Objetivo 1:
Copia literalmente la parte del fragmento sobre el libertarismo que comienza en "Este podría haber" y termina en "de sus contemporáneos).".
Objetivo 2:
Traduce al inglés la oración "Un minarquista es un hermano.", tomada del fragmento sobre el libertarismo.
Objetivo 3:
Prolonga con un párrafo nuevo el fragmento sobre el libertarismo, a partir de su última oración.

Fragmento:
◆ ◆ ◆ ◆ ◆ ◆ ◆
Este podría haber sido el título de un libro escrito por Lenin si Lenin hubiera sido un libertario y no el cerebro de la aplicación práctica del marxismo. (Me corrijo a mi mismo, porque definirlo como tal no es más que una concesión al intelectualismo. En realidad Lenin no fue más que un asesino en cuyas manos puso la historia aquella formidable máquina de matar que fué el comunismo real. Hay que reconocerle el mérito, eso sí, de haber sabido hacer de ella el uso más intensivo y eficiente, para desgracia de sus contemporáneos).  

Los liberales (entiendase: liberalismo de amplio espectro) no deberíamos declarar guerras de ideas frente a aquellos que profesan un pensamiento similar al nuestro, aunque no perfectamente coincidente con el nuestro. Y ello por dos razones: la primera, porque uno de los principios esenciales del libertarismo es el de jamás imponer ni tratar de imponer las ideas propias a las mentes ajenas. Ni permitir, claro, que nadie nos imponga las suyas. La segunda razón es que somos tan pocos, que podría calificarse como suicido grupal abrir disputas entre nosotros. Sobre todo por diferencias cuya discusión puede dejarse para otro momento.

Si para un comunista (tambien entendido el término como comunismo de amplio espectro: socialistas, estatistas, colectivistas…) cualquier avance hacia la opresión del invididuo es un triunfo y un paso adelante, para nosotros, cualquier pequeña dósis de libertad debería ser bienvenida, venga de donde venga. 

Un minarquista es un hermano. Quizás no el más despierto de la familia, pero es nuestro hermano.
◆ ◆ ◆ ◆ ◆ ◆ ◆
Datos proporcionados:

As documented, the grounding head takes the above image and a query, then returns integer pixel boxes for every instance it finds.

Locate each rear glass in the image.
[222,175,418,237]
◆ ◆ ◆ ◆ ◆ ◆ ◆
Respuesta escrita 1:
Este podría haber sido el título de un libro escrito por Lenin si Lenin hubiera sido un libertario y no el cerebro de la aplicación práctica del marxismo. (Me corrijo a mi mismo, porque definirlo como tal no es más que una concesión al intelectualismo. En realidad Lenin no fue más que un asesino en cuyas manos puso la historia aquella formidable máquina de matar que fué el comunismo real. Hay que reconocerle el mérito, eso sí, de haber sabido hacer de ella el uso más intensivo y eficiente, para desgracia de sus contemporáneos).

Respuesta escrita 2:
A minarchist is a brother.

Respuesta escrita 3:
Para los minarquistas es imprescindible que exista una estructura de estado, si bien es cierto que reducido a su mínima expresión. Con  atribuciones de poder relacionadas con asuntos como la defensa, la seguridad o la justicia, según el grado en que queramos aplicar la receta. Un estado que nos protega del robo y la agresión de otros individuos o de la invasión y el sometimiento a manos de otros estados, pero que, en cambio, tenga prohibido robarnos, amenazarnos o agredirnos él mismo. Cosa que podría considerarse imposible por definición, puesto que (según este argumento) el estado no debería revolverse contra quien permite su existencia y le concede sus poderes. (La ensoñación minarquista y las teorías del contrato social y similares consideran que es el individuo el que originalmente cedió voluntariamente parte de su libertad a favor del estado. Pero ya sabemos que esto no fue así: el estado surgió imponiendose por la fuerza sobre el individuo).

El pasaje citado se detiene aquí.